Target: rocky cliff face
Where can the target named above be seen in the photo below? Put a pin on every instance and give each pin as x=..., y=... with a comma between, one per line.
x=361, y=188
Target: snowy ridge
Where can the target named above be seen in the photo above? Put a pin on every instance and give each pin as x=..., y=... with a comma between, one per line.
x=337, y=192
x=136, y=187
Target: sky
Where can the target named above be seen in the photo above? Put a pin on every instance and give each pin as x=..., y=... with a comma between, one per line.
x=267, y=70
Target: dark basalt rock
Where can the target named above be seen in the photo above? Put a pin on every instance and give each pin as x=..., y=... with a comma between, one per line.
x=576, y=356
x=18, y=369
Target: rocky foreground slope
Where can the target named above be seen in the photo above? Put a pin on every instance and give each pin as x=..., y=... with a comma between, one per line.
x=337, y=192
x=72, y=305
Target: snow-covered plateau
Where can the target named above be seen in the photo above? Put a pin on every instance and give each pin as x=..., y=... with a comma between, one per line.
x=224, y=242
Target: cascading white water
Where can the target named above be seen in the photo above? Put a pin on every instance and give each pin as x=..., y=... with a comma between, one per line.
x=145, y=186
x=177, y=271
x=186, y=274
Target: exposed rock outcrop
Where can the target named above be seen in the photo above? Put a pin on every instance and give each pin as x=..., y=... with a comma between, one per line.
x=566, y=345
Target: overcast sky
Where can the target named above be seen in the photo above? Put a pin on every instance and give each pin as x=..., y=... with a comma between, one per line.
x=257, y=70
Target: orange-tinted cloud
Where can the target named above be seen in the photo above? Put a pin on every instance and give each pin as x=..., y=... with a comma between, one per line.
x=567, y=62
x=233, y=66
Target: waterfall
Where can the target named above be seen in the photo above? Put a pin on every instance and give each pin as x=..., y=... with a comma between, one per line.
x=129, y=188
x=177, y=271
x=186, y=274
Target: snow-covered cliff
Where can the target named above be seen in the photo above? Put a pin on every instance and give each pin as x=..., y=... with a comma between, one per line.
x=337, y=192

# # #

◆ Task goal
Using the listing above, copy exactly the line that contains "the photo below?", the line that contains "Target: dark basalt rock", and each line that falls between them.

◆ Task response
Where can the target named above be seen in the photo below? Put a pin on every instance and give each pin as x=..., y=... with a comma between, one per line.
x=361, y=188
Target: snowy ridge
Where can the target named above be seen in the photo above? Put a pin on every instance and give each pin as x=..., y=... with a comma between, one per line.
x=337, y=192
x=136, y=187
Target: sky
Where can the target named above be seen in the photo above? Put a pin on every instance and give each pin as x=..., y=... with a comma between, one per line.
x=267, y=70
Target: dark basalt rock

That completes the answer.